◆ SHORT EXERCISE A
Please reproduce part of the Sage patch word for word, beginning at the words "sage: b = vector(CDF,[5,6])" and stopping after "-0.333333333333 - 1.16666666667*I)".

◆ TEXT EXCERPT
* * * * *

Ticket #7852: trac_7852-solve-linear-systems-CDF.patch

sage/matrix/matrix_complex_double_dense.pyx

@@ -79 +79 @@
     ::
     
         sage: b = vector(CDF,[5,6])
-        sage: m.solve_left(b)
+        sage: m.solve_right(b)
         (2.66666666667 + 0.666666666667*I, -0.333333333333 - 1.16666666667*I)
     
     See the commands qr, lu, and svd for QR, LU, and singular value

sage/matrix/matrix_double_dense.pyx

@@ -954 +954 @@
         M._matrix_numpy = scipy.linalg.lu_solve((lu, self._P_M), b)
         return M 
 
-    def solve_left(self,vec):
+    def solve_right(self, b):
+        r"""
+        Solve the vector equation ``A*x = b`` for a nonsingular ``A``.
+
+        INPUT:
+
+        - ``self`` - a square matrix that is nonsigular (of full rank).
+        - ``b`` - a vector of the correct size.  Elements of the vector
+          must coerce into the base ring of the coefficient matrix.  In
+          particular, if ``b`` has entries from ``CDF`` then ``self``
+          must have ``CDF`` as its base ring.
+
+        OUTPUT:
+
+        The unique solution ``x`` to the matrix equation ``A*x = b``,
+        as a vector over the same base ring as ``self``.
+
+        ALGORITHM:
+
+        Uses the ``solve()`` routine from the SciPy ``scipy.linalg`` module.

* * * * *

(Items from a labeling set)

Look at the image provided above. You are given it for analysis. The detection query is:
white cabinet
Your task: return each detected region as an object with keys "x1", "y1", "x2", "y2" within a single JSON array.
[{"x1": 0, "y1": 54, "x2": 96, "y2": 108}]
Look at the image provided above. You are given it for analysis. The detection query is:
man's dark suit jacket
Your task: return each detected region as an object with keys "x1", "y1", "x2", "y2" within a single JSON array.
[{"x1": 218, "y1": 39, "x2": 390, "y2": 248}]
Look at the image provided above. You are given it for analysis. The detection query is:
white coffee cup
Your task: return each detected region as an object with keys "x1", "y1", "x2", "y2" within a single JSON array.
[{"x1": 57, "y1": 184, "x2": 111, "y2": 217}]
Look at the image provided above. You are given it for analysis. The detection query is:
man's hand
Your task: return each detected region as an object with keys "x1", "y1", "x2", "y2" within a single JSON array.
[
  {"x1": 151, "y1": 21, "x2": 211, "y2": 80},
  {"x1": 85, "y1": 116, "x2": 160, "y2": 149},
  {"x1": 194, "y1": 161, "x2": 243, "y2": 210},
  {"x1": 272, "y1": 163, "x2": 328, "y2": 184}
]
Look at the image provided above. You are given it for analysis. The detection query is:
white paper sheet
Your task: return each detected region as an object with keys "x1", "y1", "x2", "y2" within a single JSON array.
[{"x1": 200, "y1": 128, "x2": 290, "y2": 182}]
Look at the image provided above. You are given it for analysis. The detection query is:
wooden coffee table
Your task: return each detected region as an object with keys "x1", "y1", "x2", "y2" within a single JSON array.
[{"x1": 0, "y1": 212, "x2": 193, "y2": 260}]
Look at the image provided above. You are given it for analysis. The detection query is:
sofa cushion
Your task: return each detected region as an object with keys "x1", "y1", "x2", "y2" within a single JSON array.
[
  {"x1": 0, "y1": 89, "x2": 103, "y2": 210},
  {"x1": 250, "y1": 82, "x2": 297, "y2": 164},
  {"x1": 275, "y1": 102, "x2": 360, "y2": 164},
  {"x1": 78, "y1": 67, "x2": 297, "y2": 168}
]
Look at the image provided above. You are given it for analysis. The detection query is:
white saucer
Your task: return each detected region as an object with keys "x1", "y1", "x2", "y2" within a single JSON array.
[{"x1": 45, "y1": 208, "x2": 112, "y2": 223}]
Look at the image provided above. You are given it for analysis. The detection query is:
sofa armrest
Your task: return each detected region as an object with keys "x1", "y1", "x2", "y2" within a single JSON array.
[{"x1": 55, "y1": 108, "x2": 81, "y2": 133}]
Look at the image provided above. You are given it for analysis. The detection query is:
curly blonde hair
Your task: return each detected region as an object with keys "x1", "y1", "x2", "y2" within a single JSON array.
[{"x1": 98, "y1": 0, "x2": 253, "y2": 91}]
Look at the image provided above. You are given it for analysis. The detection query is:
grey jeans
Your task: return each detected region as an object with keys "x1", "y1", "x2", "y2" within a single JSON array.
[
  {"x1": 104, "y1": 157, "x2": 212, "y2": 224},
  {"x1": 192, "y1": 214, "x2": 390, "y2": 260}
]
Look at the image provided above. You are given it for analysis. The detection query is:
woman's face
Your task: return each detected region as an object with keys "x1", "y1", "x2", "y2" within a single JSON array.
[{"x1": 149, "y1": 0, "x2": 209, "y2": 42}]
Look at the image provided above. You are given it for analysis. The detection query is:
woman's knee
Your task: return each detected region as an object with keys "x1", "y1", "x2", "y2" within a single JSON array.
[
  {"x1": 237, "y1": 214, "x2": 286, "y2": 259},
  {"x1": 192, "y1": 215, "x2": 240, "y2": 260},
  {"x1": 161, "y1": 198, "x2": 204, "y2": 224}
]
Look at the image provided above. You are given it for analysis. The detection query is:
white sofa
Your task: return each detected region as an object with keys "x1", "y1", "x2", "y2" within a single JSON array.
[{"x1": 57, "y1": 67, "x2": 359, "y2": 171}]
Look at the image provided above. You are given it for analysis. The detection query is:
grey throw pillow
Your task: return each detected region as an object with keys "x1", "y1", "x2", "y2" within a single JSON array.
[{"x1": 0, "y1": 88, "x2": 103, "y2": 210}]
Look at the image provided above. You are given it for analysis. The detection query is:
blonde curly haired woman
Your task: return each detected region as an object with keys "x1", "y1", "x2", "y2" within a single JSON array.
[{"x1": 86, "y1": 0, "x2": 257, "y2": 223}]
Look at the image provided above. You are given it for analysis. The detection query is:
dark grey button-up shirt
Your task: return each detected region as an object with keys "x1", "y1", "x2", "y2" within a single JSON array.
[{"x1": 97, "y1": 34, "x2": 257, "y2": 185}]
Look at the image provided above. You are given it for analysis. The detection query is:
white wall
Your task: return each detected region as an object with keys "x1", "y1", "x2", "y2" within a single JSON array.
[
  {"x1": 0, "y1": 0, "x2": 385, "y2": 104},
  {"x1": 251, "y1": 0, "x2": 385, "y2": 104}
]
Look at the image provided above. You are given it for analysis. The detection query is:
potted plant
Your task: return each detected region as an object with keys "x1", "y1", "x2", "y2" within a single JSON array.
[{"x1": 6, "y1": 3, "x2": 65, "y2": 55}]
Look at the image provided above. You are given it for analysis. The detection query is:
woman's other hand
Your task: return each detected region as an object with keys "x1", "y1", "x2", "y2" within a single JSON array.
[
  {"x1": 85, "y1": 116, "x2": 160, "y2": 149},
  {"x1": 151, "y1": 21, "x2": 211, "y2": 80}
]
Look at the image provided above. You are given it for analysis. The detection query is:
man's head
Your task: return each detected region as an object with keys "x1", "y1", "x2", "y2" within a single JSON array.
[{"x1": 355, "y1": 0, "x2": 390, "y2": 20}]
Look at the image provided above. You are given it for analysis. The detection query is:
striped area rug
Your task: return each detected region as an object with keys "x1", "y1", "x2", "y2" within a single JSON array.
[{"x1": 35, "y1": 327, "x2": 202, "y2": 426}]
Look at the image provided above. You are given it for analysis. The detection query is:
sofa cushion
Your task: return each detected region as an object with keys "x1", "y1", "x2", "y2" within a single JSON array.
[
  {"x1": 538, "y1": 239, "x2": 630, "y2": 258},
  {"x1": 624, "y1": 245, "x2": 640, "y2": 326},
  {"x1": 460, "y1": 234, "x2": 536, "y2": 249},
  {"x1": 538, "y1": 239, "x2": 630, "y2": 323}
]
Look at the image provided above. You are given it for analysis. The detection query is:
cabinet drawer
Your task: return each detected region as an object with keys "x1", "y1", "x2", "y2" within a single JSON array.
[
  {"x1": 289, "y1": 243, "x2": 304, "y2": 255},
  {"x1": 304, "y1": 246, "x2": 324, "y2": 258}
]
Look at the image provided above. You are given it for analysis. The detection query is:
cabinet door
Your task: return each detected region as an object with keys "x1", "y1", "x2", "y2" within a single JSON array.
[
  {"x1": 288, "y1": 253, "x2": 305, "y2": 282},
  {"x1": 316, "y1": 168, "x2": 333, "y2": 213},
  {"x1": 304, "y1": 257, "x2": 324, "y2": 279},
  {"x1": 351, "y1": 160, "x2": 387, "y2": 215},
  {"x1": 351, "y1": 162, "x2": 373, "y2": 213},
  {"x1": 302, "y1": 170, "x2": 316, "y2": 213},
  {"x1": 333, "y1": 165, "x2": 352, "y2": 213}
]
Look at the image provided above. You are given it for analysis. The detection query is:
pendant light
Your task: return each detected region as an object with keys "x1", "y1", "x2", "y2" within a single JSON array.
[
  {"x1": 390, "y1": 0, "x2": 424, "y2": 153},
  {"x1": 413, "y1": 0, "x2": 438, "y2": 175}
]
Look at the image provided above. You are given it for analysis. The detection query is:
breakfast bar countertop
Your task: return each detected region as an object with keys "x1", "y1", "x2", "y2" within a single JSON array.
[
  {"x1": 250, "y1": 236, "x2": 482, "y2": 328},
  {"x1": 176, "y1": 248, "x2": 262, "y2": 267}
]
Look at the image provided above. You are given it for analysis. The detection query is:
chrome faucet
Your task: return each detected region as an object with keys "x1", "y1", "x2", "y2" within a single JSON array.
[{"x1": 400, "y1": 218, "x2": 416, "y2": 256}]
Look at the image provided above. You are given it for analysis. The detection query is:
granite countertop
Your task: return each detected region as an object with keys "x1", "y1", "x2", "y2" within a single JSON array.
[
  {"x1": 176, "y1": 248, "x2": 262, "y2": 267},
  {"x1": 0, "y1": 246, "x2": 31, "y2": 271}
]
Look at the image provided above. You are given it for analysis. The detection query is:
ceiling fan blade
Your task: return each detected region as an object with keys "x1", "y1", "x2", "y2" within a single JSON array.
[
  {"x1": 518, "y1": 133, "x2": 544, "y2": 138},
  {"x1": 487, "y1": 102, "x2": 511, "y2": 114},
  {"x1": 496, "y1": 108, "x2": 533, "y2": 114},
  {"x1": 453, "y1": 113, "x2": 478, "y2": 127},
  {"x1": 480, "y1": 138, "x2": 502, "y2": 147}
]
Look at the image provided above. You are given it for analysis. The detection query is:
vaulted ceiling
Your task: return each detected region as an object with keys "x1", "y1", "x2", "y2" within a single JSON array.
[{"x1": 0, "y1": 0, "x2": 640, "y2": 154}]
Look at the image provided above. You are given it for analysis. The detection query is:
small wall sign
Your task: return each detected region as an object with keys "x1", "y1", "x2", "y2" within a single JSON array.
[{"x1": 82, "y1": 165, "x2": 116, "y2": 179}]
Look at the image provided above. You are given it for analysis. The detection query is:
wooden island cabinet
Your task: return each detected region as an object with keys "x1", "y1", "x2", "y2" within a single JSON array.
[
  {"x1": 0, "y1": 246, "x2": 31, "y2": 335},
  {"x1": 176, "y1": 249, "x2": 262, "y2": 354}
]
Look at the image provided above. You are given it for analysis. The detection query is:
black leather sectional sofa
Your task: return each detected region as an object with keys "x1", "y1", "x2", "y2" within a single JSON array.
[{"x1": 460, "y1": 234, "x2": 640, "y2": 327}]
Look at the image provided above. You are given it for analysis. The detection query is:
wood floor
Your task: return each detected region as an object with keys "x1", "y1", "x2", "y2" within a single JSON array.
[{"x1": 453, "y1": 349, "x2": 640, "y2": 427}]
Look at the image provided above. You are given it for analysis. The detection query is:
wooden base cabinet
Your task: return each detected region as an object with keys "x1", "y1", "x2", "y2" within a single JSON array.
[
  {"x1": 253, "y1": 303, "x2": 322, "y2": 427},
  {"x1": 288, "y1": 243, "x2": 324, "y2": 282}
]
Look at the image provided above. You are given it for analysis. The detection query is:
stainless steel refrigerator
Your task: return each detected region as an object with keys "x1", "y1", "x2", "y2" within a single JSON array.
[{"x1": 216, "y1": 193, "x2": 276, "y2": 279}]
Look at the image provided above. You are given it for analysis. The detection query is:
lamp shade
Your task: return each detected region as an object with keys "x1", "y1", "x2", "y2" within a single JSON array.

* * * * *

◆ SHORT EXERCISE B
Locate each line in the records that contains the word "white" with matching case, and copy those lines.

◆ FINAL RESULT A
sage: b = vector(CDF,[5,6])
-        sage: m.solve_left(b)
+        sage: m.solve_right(b)
         (2.66666666667 + 0.666666666667*I, -0.333333333333 - 1.16666666667*I)

◆ FINAL RESULT B
white cabinet
white coffee cup
white paper sheet
white saucer
white sofa
white wall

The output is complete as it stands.